------ Exercise inputs

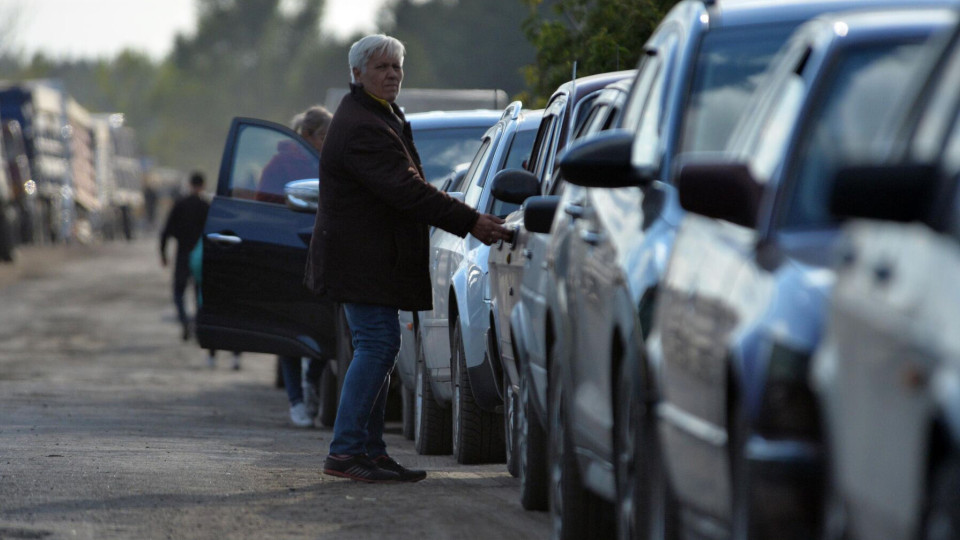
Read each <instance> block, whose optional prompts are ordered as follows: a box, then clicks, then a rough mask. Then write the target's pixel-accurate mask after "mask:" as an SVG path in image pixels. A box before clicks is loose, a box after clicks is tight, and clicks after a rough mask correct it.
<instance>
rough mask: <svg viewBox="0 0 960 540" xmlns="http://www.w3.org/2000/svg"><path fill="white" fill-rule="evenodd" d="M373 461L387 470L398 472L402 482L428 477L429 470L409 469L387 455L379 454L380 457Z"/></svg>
mask: <svg viewBox="0 0 960 540" xmlns="http://www.w3.org/2000/svg"><path fill="white" fill-rule="evenodd" d="M373 462H374V463H375V464H376V466H377V467H380V468H381V469H383V470H385V471H392V472H395V473H397V474H398V475H399V476H400V481H401V482H419V481H420V480H423V479H424V478H426V477H427V471H422V470H420V469H408V468H406V467H404V466H403V465H400V464H399V463H397V462H396V461H395V460H394V459H393V458H392V457H390V456H387V455H383V456H379V457H378V458H376V459H374V460H373Z"/></svg>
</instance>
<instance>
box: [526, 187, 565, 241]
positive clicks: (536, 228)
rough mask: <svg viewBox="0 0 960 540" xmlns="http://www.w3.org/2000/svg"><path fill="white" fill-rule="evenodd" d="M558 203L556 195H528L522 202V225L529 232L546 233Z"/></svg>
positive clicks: (552, 222)
mask: <svg viewBox="0 0 960 540" xmlns="http://www.w3.org/2000/svg"><path fill="white" fill-rule="evenodd" d="M559 204H560V197H559V196H558V195H546V196H542V197H540V196H538V197H530V198H529V199H527V200H526V202H525V203H523V226H524V227H526V228H527V230H528V231H530V232H536V233H543V234H548V233H549V232H550V227H551V225H553V215H554V214H556V213H557V205H559Z"/></svg>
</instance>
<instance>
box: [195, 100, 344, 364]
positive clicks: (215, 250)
mask: <svg viewBox="0 0 960 540" xmlns="http://www.w3.org/2000/svg"><path fill="white" fill-rule="evenodd" d="M278 145H284V146H288V147H295V148H297V149H298V150H299V151H300V152H301V153H302V154H304V155H306V156H309V157H310V159H312V160H313V161H314V162H315V163H316V167H315V168H316V170H317V171H319V169H320V157H319V154H318V153H317V152H316V150H315V149H314V148H313V147H312V146H311V145H309V144H307V143H306V141H304V140H303V139H301V138H300V137H299V136H298V135H296V134H295V133H294V132H293V131H292V130H290V129H288V128H286V127H284V126H281V125H279V124H275V123H273V122H268V121H265V120H257V119H253V118H235V119H234V120H233V122H232V124H231V126H230V131H229V133H228V135H227V140H226V144H225V147H224V152H223V158H222V160H221V163H220V172H219V175H218V178H217V187H216V192H215V194H214V197H213V200H212V201H211V204H210V211H209V213H208V214H207V221H206V225H205V226H204V231H203V237H202V241H203V304H202V306H201V308H200V310H199V313H198V314H197V321H196V332H197V340H198V342H199V343H200V346H201V347H203V348H206V349H219V350H231V351H248V352H261V353H269V354H276V355H281V356H295V357H296V356H299V357H308V358H315V359H320V360H327V359H329V358H333V357H334V350H335V347H336V336H335V329H336V325H335V321H336V308H337V306H336V305H335V304H334V303H333V302H331V301H328V300H324V299H321V298H318V297H317V296H315V295H314V294H313V293H311V292H310V291H309V290H308V289H307V288H306V287H305V286H304V285H303V269H304V267H305V266H306V256H307V247H308V246H309V244H310V237H311V235H312V234H313V222H314V217H315V215H316V204H317V200H318V198H319V183H318V181H317V179H316V178H313V179H303V178H288V179H286V180H287V181H288V182H295V181H299V182H296V183H294V184H292V185H288V188H290V189H288V191H287V196H286V203H285V204H280V203H275V202H270V201H260V200H256V198H255V195H256V186H257V183H258V181H259V177H260V171H262V170H263V168H264V167H265V166H266V165H267V163H269V162H270V160H271V159H272V158H273V157H274V155H275V154H277V148H278Z"/></svg>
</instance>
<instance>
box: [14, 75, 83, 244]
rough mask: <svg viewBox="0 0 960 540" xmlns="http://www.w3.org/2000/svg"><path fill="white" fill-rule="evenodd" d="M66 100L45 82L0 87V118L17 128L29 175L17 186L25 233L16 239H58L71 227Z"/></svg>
mask: <svg viewBox="0 0 960 540" xmlns="http://www.w3.org/2000/svg"><path fill="white" fill-rule="evenodd" d="M67 101H68V98H67V96H66V94H65V92H64V91H63V90H62V89H61V88H59V86H58V85H57V84H56V83H54V82H51V81H29V82H16V83H11V82H2V83H0V119H2V120H3V121H4V122H9V121H16V122H17V123H18V124H19V126H20V128H21V130H22V135H23V141H24V143H25V144H24V147H25V149H26V155H27V159H28V160H29V166H30V167H29V168H30V172H31V174H32V177H31V178H30V179H29V180H27V181H26V182H24V183H23V186H24V191H25V192H26V193H27V194H28V196H29V197H28V198H27V199H25V203H26V204H27V205H28V207H26V208H25V209H24V215H25V216H28V217H27V218H26V219H28V221H27V222H26V223H27V224H28V225H29V227H28V229H29V230H28V231H27V234H22V235H21V237H22V238H23V239H24V240H25V241H29V242H33V243H50V242H55V241H62V240H63V239H65V238H66V237H68V236H69V234H70V231H71V229H72V227H73V204H74V203H73V179H72V170H71V167H70V151H71V149H70V145H68V144H67V141H68V139H69V137H70V135H71V133H70V131H71V130H70V128H69V124H68V121H67ZM24 215H22V216H21V217H24Z"/></svg>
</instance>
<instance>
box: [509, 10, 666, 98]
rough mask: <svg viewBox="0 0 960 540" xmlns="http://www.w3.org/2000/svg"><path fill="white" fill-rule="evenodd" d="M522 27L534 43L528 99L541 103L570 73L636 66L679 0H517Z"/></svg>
mask: <svg viewBox="0 0 960 540" xmlns="http://www.w3.org/2000/svg"><path fill="white" fill-rule="evenodd" d="M521 1H522V2H523V3H524V4H525V5H526V6H527V8H528V15H527V18H526V19H525V20H524V22H523V30H524V32H525V34H526V36H527V38H528V39H529V40H530V42H531V43H533V45H534V47H536V50H537V54H536V59H535V61H534V62H533V63H532V64H531V65H528V66H527V67H526V68H525V72H524V73H525V77H526V81H527V86H528V87H529V89H530V94H529V95H524V96H523V97H525V98H526V99H527V100H528V101H533V102H536V103H539V104H543V103H545V102H546V99H547V98H548V97H549V96H550V94H552V93H553V91H554V90H556V88H557V87H558V86H560V85H561V84H563V83H564V82H566V81H569V80H570V78H571V76H572V75H573V63H574V62H576V63H577V76H584V75H592V74H595V73H605V72H609V71H617V70H621V69H631V68H633V67H635V66H636V64H637V61H638V60H639V58H640V53H641V52H642V51H643V44H644V43H645V42H646V40H647V38H648V37H650V34H651V33H652V32H653V30H654V29H655V28H656V26H657V24H659V22H660V20H661V19H662V18H663V16H664V15H665V14H666V12H667V11H668V10H669V9H670V8H671V7H672V6H673V5H674V4H675V3H676V2H677V0H521Z"/></svg>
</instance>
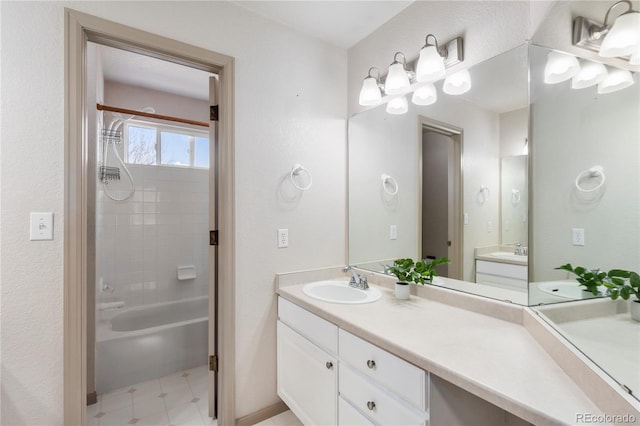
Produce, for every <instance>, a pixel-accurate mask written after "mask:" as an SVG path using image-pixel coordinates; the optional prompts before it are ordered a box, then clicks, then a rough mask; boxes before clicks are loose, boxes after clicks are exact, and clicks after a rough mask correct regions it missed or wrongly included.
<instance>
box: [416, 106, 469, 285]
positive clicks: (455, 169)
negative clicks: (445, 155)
mask: <svg viewBox="0 0 640 426" xmlns="http://www.w3.org/2000/svg"><path fill="white" fill-rule="evenodd" d="M418 125H419V130H418V132H419V133H418V140H419V141H420V143H419V144H418V158H420V159H422V150H423V144H424V141H423V136H422V133H423V131H424V130H428V131H431V132H434V133H439V134H441V135H445V136H449V137H450V138H451V140H452V141H453V212H452V213H450V215H449V217H450V219H451V220H452V221H453V235H452V236H451V241H452V242H453V243H452V244H453V247H450V249H449V253H450V255H449V257H450V259H451V264H450V265H449V278H455V279H458V280H462V279H463V271H464V269H463V265H462V262H463V260H464V256H463V254H464V232H463V229H462V227H463V226H464V225H463V223H462V220H461V219H460V218H461V217H462V215H463V211H464V201H463V194H464V192H463V181H462V148H463V140H464V137H463V136H464V131H463V129H462V128H460V127H456V126H454V125H451V124H448V123H444V122H442V121H437V120H433V119H431V118H427V117H424V116H419V117H418ZM419 165H420V167H419V169H420V182H422V160H420V161H419ZM418 186H419V190H418V200H419V203H418V206H419V208H420V211H419V212H418V217H422V183H420V185H418ZM419 228H420V229H419V232H420V234H421V235H422V221H420V223H419ZM419 250H422V248H419Z"/></svg>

------------

What to produce
Pick out every line in the records above that contains the word "then", and copy each one in full.

Written response
Read each <instance> block, whose optional prompts are ordered as follows: a box, then clicks, then a rough mask. Then write the target's pixel-accurate mask after "mask:" as an SVG path in image pixels. A box before clicks is loose, a box after clicks is tight, and clicks after a rough mask correct it.
Produce, for every <instance>, a pixel-accurate mask written after "mask:" as an SVG path using image-pixel coordinates; the optional prompts before it are ordered a box, then clicks, then a rough mask; boxes before clicks are loose, boxes after clicks are exact, and clicks after a rough mask correct regions it missed or wrongly included.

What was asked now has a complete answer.